Exercise directions » Would you repeat the listing below verbatim and drop the images?

Records »

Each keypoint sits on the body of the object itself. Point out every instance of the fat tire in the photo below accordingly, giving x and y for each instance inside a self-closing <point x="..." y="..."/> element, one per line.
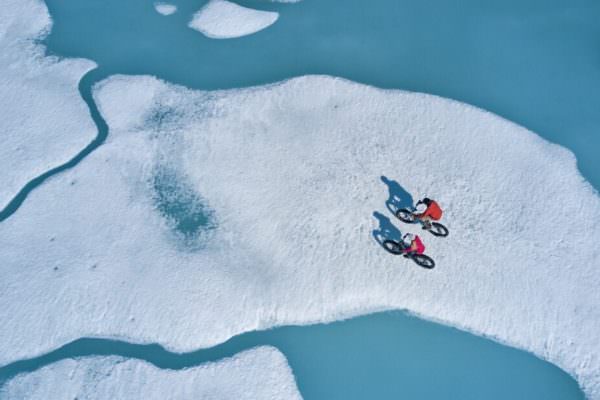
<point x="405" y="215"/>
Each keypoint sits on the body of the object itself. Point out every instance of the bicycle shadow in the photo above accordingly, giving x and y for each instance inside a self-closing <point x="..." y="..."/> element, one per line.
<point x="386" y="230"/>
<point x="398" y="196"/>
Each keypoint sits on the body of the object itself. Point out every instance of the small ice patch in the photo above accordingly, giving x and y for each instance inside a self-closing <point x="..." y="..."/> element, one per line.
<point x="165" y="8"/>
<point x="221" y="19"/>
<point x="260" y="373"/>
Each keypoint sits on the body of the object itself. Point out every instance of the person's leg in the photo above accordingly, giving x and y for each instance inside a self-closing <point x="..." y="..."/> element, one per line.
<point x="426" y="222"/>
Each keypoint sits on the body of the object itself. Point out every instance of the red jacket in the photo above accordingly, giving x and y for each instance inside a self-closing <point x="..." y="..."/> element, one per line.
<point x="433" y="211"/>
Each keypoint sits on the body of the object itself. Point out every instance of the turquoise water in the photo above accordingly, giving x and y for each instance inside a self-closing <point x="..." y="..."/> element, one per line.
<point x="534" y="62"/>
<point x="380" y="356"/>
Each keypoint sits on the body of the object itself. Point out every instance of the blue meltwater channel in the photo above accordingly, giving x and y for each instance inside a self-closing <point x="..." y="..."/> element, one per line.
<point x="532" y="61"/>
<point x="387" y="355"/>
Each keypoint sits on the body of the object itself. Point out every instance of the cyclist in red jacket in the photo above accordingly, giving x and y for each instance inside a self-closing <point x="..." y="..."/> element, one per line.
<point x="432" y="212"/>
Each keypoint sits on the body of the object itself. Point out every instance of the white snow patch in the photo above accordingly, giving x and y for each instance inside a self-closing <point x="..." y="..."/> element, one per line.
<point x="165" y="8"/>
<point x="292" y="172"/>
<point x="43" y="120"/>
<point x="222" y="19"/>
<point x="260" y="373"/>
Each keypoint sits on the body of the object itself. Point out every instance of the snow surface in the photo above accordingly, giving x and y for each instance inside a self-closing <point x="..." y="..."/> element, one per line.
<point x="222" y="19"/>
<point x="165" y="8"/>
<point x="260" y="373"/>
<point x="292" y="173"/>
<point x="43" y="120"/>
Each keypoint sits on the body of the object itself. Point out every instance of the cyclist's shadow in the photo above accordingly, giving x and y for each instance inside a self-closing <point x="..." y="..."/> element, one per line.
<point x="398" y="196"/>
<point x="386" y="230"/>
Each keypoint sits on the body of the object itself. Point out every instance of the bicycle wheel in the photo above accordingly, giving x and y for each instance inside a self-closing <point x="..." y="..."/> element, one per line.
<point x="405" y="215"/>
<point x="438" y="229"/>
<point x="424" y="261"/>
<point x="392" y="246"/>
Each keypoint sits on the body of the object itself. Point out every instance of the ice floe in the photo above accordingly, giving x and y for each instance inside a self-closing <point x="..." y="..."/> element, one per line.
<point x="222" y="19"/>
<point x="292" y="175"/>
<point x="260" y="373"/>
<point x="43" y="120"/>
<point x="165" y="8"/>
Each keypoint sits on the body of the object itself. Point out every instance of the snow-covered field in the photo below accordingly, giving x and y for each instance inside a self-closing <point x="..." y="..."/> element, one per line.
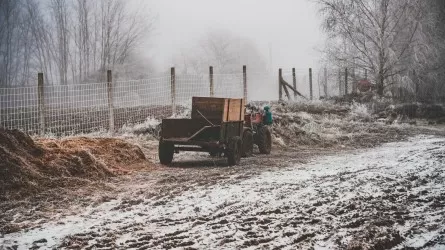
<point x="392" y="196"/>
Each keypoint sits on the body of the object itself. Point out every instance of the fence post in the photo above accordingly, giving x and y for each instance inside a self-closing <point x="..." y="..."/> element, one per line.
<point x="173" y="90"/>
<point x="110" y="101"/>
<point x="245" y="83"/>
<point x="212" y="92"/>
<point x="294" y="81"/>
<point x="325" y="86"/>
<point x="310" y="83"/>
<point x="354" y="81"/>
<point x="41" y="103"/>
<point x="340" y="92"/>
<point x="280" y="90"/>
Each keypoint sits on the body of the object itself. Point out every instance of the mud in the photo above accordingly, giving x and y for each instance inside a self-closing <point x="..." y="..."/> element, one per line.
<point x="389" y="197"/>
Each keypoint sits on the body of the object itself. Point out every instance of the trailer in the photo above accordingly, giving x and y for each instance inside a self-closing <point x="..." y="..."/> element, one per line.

Output of the task »
Each keypoint sits on the body of the object itself. Point out every instance of the fat tire in the photo below accordingly, giving x and y for each instance inside a self-closing <point x="..." y="..."/> element, one per line.
<point x="405" y="215"/>
Each keypoint sits on the body of the object itself. Point out every instance of the bicycle shadow in the photo above accordingly, giving x and y for each instance inside a self-closing <point x="..." y="..."/> element, one per line.
<point x="386" y="230"/>
<point x="398" y="196"/>
Each keypoint sits on the body of the object itself. Point out every instance of the small ice patch in the photo above accordingly, giving x and y for each instance inside a self-closing <point x="..." y="..."/> element, one per line.
<point x="165" y="8"/>
<point x="221" y="19"/>
<point x="260" y="373"/>
Each keypoint sits on the body of the object itself. Point out every instance of the person's leg in the photo above accordingly, giving x and y for each instance inside a self-closing <point x="..." y="..."/> element, one per line.
<point x="426" y="222"/>
Each keypoint sits on the body of the object itself. Point out every instance of the red jacket in the photo above accordingly, giving x and y for each instance inside a self-closing <point x="..." y="..."/> element, one per line.
<point x="433" y="211"/>
Each keypoint sits on the body of the object itself. Point out every instance of the turquoise water in the photo above accordingly, giving x and y for each instance inside a self-closing <point x="..." y="..."/> element, one per line.
<point x="534" y="62"/>
<point x="380" y="356"/>
Each keypoint sits on the body of the object itself. Point out every instance of the blue meltwater channel in the photo above accordingly, giving x and y for each instance inside a self-closing <point x="..." y="..."/> element, one per line.
<point x="532" y="61"/>
<point x="387" y="355"/>
Each keypoint sits on the body of the object itself. Point out every instance of the cyclist in red jacket in the photo above accordingly, giving x and y for each instance inside a self-closing <point x="..." y="..."/> element, one per line.
<point x="432" y="212"/>
Each keypoint sits on the body of the object itself. Point out every instance of the white snow patch in the photo above accordingly, giving x and y for each instance inside a self-closing <point x="..." y="..."/> element, one per line.
<point x="165" y="8"/>
<point x="292" y="172"/>
<point x="43" y="120"/>
<point x="222" y="19"/>
<point x="260" y="373"/>
Each keypoint sits on the body of the object itself. Point out every instance of the snow surface in the photo above accordingly, giving x and y for each instance inside a self-closing <point x="..." y="..."/> element, one per line.
<point x="222" y="19"/>
<point x="165" y="8"/>
<point x="260" y="373"/>
<point x="292" y="173"/>
<point x="43" y="120"/>
Each keypoint sits on the body of the object itself. Point out every instance of the cyclist's shadow in the photo above accordingly, giving x and y for each instance inside a self-closing <point x="..." y="..."/> element, one per line.
<point x="398" y="196"/>
<point x="386" y="230"/>
Each keypoint sits on the body of the object itself. Point out every instance of the bicycle wheel in the photo above accordingly, giving x and y for each instance inside a self-closing <point x="..." y="..."/> element, one per line.
<point x="405" y="215"/>
<point x="438" y="229"/>
<point x="424" y="261"/>
<point x="392" y="246"/>
Each keypoint sits on the body of the object itself. Point out every instance of the ice floe in the photo above accordingly, giving x and y for each instance inside a self-closing <point x="..." y="..."/> element, one per line.
<point x="222" y="19"/>
<point x="292" y="175"/>
<point x="260" y="373"/>
<point x="43" y="120"/>
<point x="165" y="8"/>
Each keypoint sits on the body of the object itself. Point out every instance of the snow-covered field in the photo below accordingly, giving x and y for each instance inside a self-closing <point x="..." y="..."/> element, one per line.
<point x="392" y="196"/>
Each keypoint sits on the body of the object itself. Point out every instance of the fence post in the photo above accordingly, giving x and y for each instance inside a self-closing <point x="..." y="..."/> element, one per line.
<point x="173" y="90"/>
<point x="110" y="101"/>
<point x="245" y="83"/>
<point x="212" y="92"/>
<point x="294" y="81"/>
<point x="325" y="86"/>
<point x="310" y="83"/>
<point x="354" y="81"/>
<point x="41" y="103"/>
<point x="340" y="92"/>
<point x="280" y="90"/>
Each keypoint sits on the body of the object itself. Point out every instance of the mud in the photo above accordingly, giving x and y for each instance inside a self-closing <point x="..." y="..."/> element, one per line.
<point x="389" y="197"/>
Each keypoint sits on the body of the object itself. Point out every instance of the trailer in the photo above accordingly, giving x and y for each instance inside a self-closing <point x="..." y="..."/> element, one per line.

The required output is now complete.